** start PROVIDED DATA **

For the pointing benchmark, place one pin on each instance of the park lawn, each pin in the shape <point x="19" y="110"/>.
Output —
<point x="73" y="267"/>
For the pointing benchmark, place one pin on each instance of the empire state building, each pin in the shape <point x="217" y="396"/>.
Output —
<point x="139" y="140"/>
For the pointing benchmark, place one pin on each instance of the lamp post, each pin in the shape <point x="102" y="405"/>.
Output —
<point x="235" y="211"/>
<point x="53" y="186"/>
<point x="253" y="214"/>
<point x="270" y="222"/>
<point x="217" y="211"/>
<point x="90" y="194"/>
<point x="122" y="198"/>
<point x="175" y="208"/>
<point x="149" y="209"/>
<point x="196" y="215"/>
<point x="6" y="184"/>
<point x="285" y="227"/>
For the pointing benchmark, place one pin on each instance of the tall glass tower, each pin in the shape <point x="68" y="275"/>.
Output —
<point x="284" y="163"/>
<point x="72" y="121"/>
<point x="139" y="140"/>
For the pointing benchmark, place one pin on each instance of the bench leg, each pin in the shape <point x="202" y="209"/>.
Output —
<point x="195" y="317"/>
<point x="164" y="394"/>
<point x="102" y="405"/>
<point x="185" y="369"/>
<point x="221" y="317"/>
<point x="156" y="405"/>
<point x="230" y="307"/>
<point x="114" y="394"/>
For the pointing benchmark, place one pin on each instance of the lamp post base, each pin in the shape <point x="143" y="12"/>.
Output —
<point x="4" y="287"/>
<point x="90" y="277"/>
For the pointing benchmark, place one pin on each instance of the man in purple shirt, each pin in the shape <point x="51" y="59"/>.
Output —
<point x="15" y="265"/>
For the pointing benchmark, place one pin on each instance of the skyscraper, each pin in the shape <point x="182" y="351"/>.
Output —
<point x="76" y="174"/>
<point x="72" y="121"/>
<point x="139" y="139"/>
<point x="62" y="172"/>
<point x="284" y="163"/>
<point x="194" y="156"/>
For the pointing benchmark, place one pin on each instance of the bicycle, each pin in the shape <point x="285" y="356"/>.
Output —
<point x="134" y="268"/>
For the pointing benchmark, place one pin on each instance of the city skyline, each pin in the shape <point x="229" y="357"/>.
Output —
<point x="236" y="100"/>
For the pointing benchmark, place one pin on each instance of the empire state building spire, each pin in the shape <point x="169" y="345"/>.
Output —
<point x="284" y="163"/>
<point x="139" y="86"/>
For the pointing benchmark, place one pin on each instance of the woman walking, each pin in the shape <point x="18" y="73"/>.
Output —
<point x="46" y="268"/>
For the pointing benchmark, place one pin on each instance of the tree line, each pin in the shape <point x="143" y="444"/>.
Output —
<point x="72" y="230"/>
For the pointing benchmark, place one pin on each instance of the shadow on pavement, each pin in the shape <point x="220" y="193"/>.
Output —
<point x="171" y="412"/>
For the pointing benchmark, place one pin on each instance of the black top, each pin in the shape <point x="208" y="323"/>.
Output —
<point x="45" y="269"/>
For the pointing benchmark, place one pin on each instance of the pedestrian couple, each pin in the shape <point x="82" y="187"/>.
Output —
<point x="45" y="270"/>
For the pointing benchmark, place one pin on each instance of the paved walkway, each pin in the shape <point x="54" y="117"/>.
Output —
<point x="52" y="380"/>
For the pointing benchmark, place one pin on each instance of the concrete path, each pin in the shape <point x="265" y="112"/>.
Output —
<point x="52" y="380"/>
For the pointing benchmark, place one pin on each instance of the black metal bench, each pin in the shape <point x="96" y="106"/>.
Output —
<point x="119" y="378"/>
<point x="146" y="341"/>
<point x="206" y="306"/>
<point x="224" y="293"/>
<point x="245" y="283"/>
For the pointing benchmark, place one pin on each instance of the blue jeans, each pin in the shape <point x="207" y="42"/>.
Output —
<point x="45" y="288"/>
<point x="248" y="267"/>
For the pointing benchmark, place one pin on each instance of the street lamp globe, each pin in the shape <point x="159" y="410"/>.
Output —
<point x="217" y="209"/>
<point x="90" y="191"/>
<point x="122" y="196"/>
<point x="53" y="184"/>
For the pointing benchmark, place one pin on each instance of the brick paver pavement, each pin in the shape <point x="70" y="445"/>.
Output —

** end PROVIDED DATA **

__DESCRIPTION OF THE TASK__
Only the lines from the one containing "of the pedestrian" through the end of the entries above belong in the answer; repeat them exactly.

__CORRECT ANSWER__
For the pointing benchmark, place one pin on each instance of the pedestrian couple, each pin in the shape <point x="82" y="187"/>.
Output —
<point x="45" y="270"/>
For the pointing benchmark, place one pin on each instance of the paved walkway, each pin in the shape <point x="54" y="117"/>.
Output —
<point x="52" y="380"/>
For the pointing benchmark, place one pin on each instance of the concrete path, each pin in the shape <point x="265" y="112"/>.
Output —
<point x="52" y="380"/>
For the pointing benchmark, place one pin on each instance of the black metal bench, each pin in the shape <point x="96" y="106"/>.
Output —
<point x="119" y="378"/>
<point x="146" y="341"/>
<point x="206" y="306"/>
<point x="224" y="293"/>
<point x="245" y="283"/>
For the pointing benchmark, place one pin on each instance of the blue jeans, each pin in the shape <point x="207" y="42"/>.
Output —
<point x="45" y="288"/>
<point x="248" y="267"/>
For the pointing benchmark, place one pin on each instance of the street lamp globe, each pin in the shape <point x="159" y="410"/>.
Output —
<point x="217" y="209"/>
<point x="90" y="191"/>
<point x="122" y="196"/>
<point x="53" y="184"/>
For the pointing benchmark, place one pin on each instance of the brick paver pavement, each pin in the shape <point x="70" y="445"/>.
Output —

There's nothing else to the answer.